> [GIVEN EXERCISE]: Please copy everything in the records from the line containing "the stone wall" down to the line containing "Query: cloud", both of those lines included, without changing anything.

> [RECORD EXCERPTS]:
────────

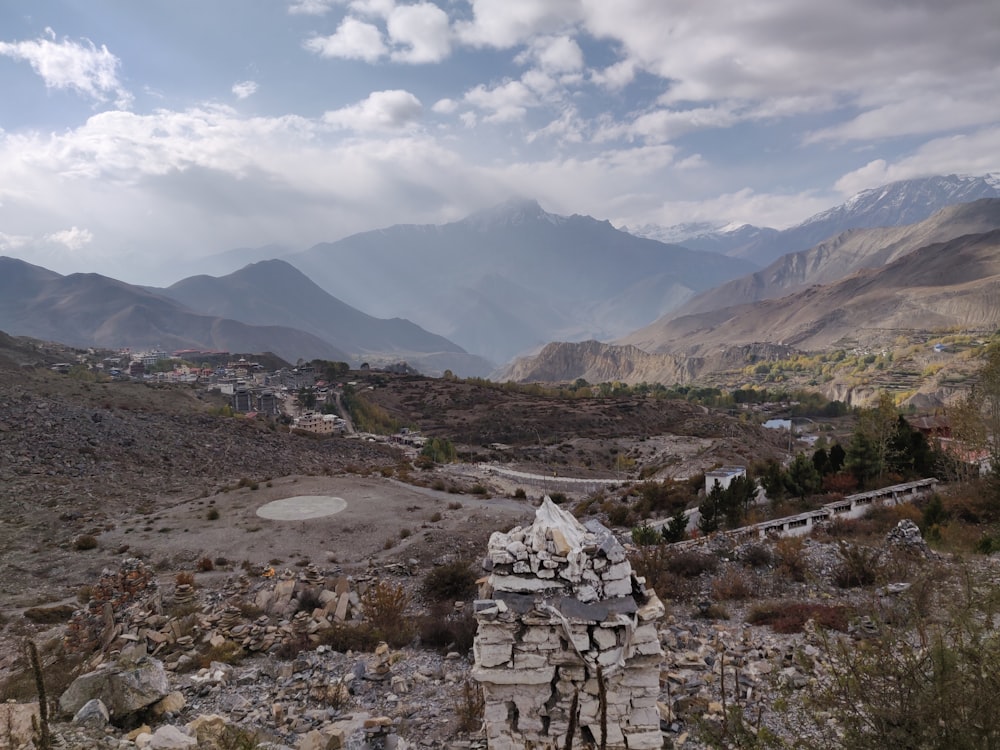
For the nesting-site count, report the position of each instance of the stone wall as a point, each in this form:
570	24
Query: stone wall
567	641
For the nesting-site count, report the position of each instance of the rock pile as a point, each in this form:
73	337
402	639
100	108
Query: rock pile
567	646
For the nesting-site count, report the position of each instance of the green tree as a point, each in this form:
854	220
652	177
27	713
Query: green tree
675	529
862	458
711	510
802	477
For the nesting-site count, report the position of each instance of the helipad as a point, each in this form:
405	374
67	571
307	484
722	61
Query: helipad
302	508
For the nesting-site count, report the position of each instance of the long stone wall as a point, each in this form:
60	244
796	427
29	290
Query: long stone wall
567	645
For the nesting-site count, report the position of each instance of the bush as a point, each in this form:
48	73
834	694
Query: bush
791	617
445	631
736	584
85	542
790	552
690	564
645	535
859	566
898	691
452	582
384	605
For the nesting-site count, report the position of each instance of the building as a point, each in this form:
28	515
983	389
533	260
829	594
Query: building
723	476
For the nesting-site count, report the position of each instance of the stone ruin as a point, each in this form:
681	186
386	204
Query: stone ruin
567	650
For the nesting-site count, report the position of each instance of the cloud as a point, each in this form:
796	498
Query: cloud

────────

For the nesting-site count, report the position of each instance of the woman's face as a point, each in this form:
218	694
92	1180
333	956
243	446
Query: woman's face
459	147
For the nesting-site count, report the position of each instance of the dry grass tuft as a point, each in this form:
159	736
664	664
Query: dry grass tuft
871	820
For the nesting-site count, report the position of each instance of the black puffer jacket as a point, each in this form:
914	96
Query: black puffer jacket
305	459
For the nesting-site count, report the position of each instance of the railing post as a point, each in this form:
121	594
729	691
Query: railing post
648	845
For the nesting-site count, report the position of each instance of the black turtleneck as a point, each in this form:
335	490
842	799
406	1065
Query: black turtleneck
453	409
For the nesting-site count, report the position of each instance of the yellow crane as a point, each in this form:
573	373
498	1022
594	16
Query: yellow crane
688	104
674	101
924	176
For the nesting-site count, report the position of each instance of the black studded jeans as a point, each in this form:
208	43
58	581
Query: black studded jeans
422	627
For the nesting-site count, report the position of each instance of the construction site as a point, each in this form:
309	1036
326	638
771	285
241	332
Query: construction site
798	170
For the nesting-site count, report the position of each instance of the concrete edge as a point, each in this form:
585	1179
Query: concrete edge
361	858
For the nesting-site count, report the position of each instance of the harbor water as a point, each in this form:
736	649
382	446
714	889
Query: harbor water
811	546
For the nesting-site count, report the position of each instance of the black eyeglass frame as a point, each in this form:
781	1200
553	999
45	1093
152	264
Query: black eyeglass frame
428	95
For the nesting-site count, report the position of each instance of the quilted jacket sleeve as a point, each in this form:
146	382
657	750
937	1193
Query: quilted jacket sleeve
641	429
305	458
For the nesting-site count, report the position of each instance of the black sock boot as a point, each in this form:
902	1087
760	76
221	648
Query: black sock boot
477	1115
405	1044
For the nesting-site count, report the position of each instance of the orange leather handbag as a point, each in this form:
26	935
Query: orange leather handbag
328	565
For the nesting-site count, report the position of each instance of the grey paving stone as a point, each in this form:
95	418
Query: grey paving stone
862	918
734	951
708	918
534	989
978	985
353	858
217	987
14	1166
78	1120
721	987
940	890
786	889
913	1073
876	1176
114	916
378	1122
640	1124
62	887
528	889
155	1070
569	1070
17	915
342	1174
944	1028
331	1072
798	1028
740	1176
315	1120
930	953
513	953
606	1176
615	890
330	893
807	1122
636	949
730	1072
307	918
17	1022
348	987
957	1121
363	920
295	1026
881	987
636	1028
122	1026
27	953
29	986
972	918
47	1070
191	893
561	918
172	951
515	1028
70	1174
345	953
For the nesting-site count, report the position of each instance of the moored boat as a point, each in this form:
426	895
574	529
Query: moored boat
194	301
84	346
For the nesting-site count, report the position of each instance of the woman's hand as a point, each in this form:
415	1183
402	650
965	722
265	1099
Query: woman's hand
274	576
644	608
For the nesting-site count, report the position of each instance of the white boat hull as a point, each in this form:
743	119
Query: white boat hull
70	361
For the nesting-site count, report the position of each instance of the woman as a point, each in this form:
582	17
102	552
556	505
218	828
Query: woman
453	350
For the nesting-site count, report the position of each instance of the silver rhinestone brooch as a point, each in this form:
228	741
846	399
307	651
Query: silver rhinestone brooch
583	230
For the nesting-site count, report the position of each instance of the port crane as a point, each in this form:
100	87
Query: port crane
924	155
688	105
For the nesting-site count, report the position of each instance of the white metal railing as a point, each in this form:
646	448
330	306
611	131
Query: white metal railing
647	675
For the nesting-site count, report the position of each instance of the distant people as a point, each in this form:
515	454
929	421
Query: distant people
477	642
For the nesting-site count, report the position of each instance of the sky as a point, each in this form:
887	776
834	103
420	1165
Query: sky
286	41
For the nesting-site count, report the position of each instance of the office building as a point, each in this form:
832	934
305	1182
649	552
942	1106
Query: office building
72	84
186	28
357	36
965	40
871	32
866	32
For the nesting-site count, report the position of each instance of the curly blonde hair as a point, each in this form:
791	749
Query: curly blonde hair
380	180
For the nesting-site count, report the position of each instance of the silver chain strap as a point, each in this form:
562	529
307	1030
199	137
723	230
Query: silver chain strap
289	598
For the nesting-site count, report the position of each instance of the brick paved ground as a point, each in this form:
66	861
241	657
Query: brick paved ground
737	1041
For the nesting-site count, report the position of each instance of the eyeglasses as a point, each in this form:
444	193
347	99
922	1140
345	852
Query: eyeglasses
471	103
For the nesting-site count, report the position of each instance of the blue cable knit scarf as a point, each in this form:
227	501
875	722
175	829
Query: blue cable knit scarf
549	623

────────

> [SOLUTION FOR THIS TASK]:
For the nesting-site count, report the position of each instance of the stone wall as a point, each in this form:
570	24
Query: stone wall
567	641
For the nesting-site count, report the position of each instance of the rock pile as a point, each in this form:
73	337
402	639
100	108
Query: rock pile
567	646
For the nesting-site count, report the position of each instance of the green tree as a point, each in this form:
854	220
652	177
27	713
Query: green tree
675	529
862	458
711	510
802	477
For the nesting-site count, report the position of each instance of the helipad as a point, each in this form:
405	374
67	571
307	484
722	61
Query: helipad
302	508
For the nesting-site count, report the position of each instance of the long stone wall as a point, each in this form:
60	244
796	427
29	290
Query: long stone wall
567	645
For the nesting-site count, report the position of each instance of the bush as a point, each in this form:
48	73
834	694
Query: bush
791	617
445	631
736	584
85	542
790	552
690	564
645	535
859	566
898	691
452	582
384	605
For the nesting-site count, report the position of each instance of the building as a point, each in this form:
28	515
983	389
533	260
829	594
Query: building
723	476
For the nesting-site count, report the position of each instance of the stone ruin as a point, each in this form:
681	186
386	204
Query: stone ruin
567	650
For the nesting-site count, report the position of each instance of the cloud as a point, each in this form:
796	498
Query: cloud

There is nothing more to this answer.